→ **DATA RECORDS**

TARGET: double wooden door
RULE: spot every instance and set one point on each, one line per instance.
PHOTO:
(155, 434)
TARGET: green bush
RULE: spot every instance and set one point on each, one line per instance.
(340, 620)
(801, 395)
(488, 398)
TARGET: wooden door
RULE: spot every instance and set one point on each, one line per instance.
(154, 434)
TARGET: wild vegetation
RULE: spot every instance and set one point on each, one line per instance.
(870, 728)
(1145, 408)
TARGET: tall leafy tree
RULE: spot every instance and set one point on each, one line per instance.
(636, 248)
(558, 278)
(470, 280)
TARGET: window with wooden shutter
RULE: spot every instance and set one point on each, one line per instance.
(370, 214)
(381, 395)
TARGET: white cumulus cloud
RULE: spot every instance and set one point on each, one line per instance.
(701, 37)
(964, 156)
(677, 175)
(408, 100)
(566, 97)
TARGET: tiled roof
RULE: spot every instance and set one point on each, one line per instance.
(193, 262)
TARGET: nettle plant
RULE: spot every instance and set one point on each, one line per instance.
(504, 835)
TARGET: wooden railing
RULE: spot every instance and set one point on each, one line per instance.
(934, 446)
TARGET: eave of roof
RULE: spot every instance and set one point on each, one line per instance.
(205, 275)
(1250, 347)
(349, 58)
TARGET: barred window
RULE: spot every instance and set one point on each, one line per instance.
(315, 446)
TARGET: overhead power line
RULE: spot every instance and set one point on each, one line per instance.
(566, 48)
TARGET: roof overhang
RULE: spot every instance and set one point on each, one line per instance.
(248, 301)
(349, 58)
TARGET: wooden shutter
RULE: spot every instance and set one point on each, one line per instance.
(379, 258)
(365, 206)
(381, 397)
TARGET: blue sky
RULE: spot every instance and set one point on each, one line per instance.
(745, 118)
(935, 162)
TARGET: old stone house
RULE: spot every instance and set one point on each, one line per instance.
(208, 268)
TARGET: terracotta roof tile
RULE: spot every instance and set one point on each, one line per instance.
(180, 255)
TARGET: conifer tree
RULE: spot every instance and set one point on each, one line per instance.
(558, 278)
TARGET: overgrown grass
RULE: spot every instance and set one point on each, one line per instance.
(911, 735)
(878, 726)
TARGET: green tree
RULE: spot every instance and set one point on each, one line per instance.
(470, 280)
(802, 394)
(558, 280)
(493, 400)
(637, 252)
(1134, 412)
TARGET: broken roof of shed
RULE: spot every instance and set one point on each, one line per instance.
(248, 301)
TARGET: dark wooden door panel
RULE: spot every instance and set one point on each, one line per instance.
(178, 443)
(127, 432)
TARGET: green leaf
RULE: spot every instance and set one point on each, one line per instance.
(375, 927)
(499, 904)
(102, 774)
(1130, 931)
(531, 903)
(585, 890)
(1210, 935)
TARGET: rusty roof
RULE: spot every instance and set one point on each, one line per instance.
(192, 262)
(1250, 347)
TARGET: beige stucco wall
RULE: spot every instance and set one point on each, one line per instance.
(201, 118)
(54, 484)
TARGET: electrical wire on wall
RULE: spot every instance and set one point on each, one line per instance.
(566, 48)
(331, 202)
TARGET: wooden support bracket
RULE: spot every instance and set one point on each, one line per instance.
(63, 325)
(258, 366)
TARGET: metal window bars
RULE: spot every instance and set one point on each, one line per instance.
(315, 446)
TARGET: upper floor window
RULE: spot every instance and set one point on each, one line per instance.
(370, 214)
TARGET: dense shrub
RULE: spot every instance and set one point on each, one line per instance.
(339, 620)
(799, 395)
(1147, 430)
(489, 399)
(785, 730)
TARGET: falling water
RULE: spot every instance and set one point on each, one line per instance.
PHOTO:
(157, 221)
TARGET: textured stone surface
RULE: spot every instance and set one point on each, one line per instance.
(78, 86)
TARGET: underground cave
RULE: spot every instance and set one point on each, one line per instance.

→ **WHAT THE TASK ASKS**
Begin at the line that has "TARGET: green bush" in the entries above; stop after the line that has "TARGET: terracotta roof tile". Transcribe exactly those lines and no others.

→ **RESPONSE AREA**
TARGET: green bush
RULE: spot every instance and set one point on each, one line per instance.
(340, 620)
(801, 395)
(488, 398)
TARGET: wooden door
RULE: spot every instance and set one point on each, one line per instance.
(154, 434)
TARGET: wild vegetation
RULE: spot every instance and set one point on each, one line per instance.
(870, 728)
(1145, 408)
TARGET: tall leafy tree
RULE: spot every instance and set one point on each, one line per instance.
(636, 248)
(558, 278)
(470, 280)
TARGET: window with wooden shutter
RULE: spot every instance and set one point on each, one line per instance.
(370, 214)
(381, 395)
TARGET: white cumulus cloud
RULE: spot every instance and set one point on each, one line per instance.
(701, 37)
(964, 156)
(677, 175)
(408, 100)
(566, 97)
TARGET: tiled roof
RULE: spot every instance and set one point on each, one line per instance.
(193, 262)
TARGET: nettle plant
RULE: spot every instance and set one point on each, one line per instance.
(504, 835)
TARGET: wooden railing
RULE: spot every instance and set one point on each, one line per instance.
(934, 446)
TARGET: eave of roof
RULE: spot every instance and set one point on each, one line per instance.
(205, 275)
(1250, 347)
(349, 58)
TARGET: barred window
RULE: spot every instance and set one point on each, one line per instance.
(315, 446)
TARGET: overhead power line
RULE: spot every instance and set one point on each, one line per instance.
(566, 48)
TARGET: roof overhang
RULE: spot every instance and set one point on each, one line per instance.
(248, 301)
(349, 58)
TARGET: wooden shutter
RULE: spot every instance and set one point on each, one line per instance.
(379, 258)
(365, 206)
(381, 397)
TARGET: blue sky
RULE: spot every instance and set one point on each, one line per instance.
(745, 118)
(935, 162)
TARGET: old stone house
RULE: spot every instance and set one point on each, one line per instance.
(208, 268)
TARGET: terracotta roof tile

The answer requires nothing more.